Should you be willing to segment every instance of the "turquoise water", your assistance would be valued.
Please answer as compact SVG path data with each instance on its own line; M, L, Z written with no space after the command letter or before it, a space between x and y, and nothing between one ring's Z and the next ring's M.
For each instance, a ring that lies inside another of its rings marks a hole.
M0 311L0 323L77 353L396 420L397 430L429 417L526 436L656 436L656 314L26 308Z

──────────────────────────────

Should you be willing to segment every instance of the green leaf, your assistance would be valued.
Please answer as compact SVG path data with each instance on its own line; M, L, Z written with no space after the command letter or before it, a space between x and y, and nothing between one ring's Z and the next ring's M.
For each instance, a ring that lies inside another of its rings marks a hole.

──────────────────────────────

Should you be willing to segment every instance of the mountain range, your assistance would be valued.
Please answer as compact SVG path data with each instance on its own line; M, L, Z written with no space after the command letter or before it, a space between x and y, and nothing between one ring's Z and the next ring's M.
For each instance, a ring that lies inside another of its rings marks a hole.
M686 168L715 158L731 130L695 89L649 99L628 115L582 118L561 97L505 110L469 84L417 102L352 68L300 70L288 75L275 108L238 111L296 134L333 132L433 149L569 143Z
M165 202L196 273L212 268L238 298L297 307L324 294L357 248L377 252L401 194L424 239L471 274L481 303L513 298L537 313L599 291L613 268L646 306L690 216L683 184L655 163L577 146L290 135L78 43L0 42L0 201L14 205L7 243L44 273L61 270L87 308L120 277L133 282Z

──────────────────────────────

Could you give back the material starting with the line containing "Should you be willing to segment every instance of the mountain" and going on through the line containing "M165 202L196 273L212", substituting "rocky ridge" for "mountain range" and changing nothing else? Return only those lines.

» TASK SOLUTION:
Should you be willing to segment every instance of the rocky ridge, your assistance would be valued.
Please answer as compact SVG path data with each instance on its own line; M, L, Z written with no space after the command letter or before it, a space between x and y, and nothing between one ring's Z and the next ring's M.
For each instance, a ring that lies inside another of its rings marks a hole.
M686 168L715 158L731 130L695 89L649 99L628 115L582 118L561 97L505 110L469 84L417 102L352 68L300 70L288 75L275 108L238 111L296 134L333 132L433 149L569 143Z
M165 202L196 273L212 268L238 298L297 307L324 294L357 248L377 252L401 194L424 239L471 274L481 303L513 298L537 313L599 291L613 268L646 306L690 216L683 184L655 163L577 146L290 135L78 43L0 42L0 201L14 205L7 243L44 273L61 270L87 308L120 277L133 282Z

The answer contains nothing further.